Extracted records START

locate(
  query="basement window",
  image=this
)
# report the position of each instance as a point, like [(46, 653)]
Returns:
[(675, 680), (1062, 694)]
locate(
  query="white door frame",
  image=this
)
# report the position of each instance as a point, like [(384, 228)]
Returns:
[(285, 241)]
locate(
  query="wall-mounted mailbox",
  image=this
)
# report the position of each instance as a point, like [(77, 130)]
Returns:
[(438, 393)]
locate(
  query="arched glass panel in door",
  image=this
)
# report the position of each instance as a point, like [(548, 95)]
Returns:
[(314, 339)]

Extracted records END
Extracted records START

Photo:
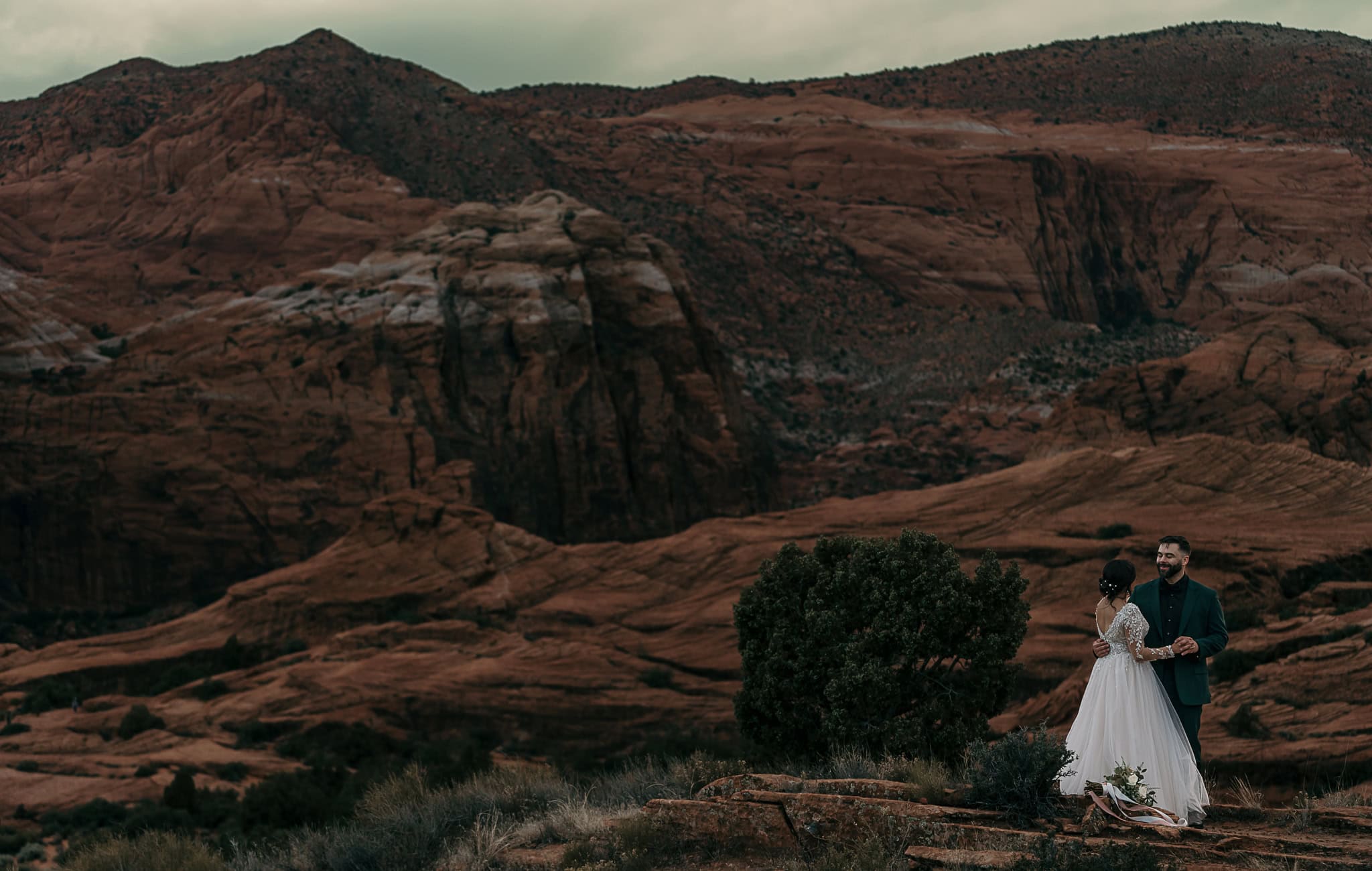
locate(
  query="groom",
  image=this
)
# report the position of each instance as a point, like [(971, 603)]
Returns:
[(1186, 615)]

Extracted records END

* _Exercise_
Please give the number of lines in the data above that include the string "query", and nothing else.

* _Result of this exercise_
5